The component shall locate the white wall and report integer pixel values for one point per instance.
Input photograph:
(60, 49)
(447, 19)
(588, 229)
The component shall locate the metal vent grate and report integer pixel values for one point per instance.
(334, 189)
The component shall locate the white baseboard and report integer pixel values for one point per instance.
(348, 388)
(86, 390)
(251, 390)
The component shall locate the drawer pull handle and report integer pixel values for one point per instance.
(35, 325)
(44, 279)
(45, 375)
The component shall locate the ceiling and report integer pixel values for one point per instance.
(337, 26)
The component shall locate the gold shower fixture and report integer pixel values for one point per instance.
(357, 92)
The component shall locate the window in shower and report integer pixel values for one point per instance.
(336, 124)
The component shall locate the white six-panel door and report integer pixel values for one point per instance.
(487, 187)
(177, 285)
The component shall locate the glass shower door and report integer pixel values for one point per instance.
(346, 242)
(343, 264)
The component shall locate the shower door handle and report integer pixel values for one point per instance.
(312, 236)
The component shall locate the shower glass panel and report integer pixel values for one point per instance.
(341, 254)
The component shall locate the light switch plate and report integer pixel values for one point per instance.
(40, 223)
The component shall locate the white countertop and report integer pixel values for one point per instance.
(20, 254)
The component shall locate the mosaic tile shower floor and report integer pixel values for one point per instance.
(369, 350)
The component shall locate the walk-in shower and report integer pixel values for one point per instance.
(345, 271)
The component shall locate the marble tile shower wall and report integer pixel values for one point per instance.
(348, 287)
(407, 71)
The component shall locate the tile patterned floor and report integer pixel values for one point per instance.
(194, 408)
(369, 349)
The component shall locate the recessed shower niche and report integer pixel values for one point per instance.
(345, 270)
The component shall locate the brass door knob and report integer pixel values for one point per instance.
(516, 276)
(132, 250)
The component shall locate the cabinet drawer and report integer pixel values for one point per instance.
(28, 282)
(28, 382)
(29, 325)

## [EXERCISE INSTRUCTIONS]
Give back, exactly and with nothing added, the lines from the line containing "The component shall locate the cabinet" through the final line of the records above, both of them included.

## [WRITTEN ANSWER]
The component shall locate the cabinet drawer and report integer pixel values for one point per instance.
(28, 282)
(28, 382)
(29, 325)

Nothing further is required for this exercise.